WHAT THE TASK ASKS: Change every occurrence of "single point" to "single marker" in the entries, starting with the line that contains "Query: illuminated window" and going on through the end of the entries. Write out those lines with nothing else altered.

Position annotation entries:
----------------

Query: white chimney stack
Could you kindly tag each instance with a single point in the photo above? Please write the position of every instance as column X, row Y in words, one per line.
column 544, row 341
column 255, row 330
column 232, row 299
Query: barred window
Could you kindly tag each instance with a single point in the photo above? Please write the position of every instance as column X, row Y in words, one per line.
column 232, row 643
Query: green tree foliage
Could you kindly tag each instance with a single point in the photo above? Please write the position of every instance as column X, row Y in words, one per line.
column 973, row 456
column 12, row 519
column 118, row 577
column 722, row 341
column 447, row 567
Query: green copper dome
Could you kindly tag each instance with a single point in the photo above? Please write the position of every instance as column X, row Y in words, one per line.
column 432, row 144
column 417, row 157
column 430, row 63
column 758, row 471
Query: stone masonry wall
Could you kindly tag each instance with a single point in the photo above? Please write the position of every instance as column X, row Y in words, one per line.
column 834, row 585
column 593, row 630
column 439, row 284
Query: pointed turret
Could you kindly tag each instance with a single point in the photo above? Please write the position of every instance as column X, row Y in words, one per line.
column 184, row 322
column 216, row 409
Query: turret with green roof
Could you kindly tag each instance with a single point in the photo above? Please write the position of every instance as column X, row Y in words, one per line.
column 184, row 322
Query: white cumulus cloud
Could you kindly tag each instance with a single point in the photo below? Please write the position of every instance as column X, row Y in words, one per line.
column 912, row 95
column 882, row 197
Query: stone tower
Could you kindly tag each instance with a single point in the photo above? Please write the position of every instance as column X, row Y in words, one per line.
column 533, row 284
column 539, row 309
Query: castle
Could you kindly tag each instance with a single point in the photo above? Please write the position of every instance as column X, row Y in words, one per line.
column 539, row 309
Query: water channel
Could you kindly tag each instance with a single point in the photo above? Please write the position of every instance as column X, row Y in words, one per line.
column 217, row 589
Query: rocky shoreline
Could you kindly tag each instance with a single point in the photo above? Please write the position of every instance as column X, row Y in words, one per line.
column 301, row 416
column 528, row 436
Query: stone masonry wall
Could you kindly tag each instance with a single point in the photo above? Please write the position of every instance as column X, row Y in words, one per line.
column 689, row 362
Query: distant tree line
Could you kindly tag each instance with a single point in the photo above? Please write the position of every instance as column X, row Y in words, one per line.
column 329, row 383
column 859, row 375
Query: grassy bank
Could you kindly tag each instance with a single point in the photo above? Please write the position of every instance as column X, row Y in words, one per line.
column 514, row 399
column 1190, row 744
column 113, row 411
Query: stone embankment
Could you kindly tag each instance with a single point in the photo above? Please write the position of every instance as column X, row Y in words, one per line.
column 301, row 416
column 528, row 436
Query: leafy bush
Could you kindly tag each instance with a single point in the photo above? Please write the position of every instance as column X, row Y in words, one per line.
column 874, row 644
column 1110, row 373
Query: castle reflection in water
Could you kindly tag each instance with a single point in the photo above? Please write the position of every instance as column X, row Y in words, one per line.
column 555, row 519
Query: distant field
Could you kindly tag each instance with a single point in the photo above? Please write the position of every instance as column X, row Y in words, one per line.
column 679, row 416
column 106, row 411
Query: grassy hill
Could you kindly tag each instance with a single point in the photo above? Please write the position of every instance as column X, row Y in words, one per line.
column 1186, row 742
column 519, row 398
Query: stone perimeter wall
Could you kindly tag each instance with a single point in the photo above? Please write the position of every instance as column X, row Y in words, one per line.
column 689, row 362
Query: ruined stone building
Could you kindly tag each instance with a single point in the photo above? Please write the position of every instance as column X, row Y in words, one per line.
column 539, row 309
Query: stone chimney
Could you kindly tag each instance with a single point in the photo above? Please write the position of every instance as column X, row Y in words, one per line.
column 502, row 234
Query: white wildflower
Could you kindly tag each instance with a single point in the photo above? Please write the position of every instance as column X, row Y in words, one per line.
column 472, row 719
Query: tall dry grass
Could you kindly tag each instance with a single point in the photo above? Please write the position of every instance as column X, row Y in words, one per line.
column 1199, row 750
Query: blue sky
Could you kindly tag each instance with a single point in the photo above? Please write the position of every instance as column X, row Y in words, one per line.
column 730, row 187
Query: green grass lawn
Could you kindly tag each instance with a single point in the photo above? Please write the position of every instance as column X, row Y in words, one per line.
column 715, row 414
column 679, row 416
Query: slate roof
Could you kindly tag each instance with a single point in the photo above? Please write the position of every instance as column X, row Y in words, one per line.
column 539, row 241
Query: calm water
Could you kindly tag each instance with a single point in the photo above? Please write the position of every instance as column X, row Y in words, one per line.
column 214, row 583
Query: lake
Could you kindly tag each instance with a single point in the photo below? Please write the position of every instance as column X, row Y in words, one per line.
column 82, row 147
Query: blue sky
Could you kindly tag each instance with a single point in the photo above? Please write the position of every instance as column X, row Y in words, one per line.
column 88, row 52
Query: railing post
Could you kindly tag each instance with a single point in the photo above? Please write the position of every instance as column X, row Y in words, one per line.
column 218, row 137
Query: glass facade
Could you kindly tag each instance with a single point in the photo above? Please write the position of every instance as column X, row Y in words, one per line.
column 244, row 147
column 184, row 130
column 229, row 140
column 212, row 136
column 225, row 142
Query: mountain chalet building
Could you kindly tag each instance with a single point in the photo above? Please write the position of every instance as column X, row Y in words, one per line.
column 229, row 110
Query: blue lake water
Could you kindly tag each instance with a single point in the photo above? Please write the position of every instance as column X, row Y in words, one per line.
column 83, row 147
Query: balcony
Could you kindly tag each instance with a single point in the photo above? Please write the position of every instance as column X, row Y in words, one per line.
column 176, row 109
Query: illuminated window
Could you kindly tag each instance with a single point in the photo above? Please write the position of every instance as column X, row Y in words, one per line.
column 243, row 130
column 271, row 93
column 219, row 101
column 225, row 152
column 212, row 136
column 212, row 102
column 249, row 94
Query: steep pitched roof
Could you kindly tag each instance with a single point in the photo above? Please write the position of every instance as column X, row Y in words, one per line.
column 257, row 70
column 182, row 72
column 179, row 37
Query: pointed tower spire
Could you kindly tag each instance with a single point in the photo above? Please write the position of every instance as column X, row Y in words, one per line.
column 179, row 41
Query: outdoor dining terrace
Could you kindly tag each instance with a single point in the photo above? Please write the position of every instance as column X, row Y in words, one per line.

----------------

COMPLETED EXERCISE:
Query: illuminated window
Could you kindly tag each instance with a single marker in the photo above? Please write the position of every instance as column X, row Y in words, one per line.
column 243, row 130
column 271, row 93
column 219, row 101
column 225, row 152
column 212, row 136
column 212, row 102
column 249, row 94
Query: steep pitched roof
Could you kindly tag each instance with a single marker in the photo above? Please write the position of every instance as column X, row Y in words, one per line.
column 257, row 70
column 182, row 72
column 179, row 37
Query: pointed tower spire
Could you kindly tag each instance with a single marker in the photo above? Please write the position of every instance as column X, row Y in words, one per line.
column 179, row 41
Query: outdoor dining terrace
Could you kindly tag each instance with a single marker in the photo above? Please write the position of every instance as column X, row Y in words, one per line.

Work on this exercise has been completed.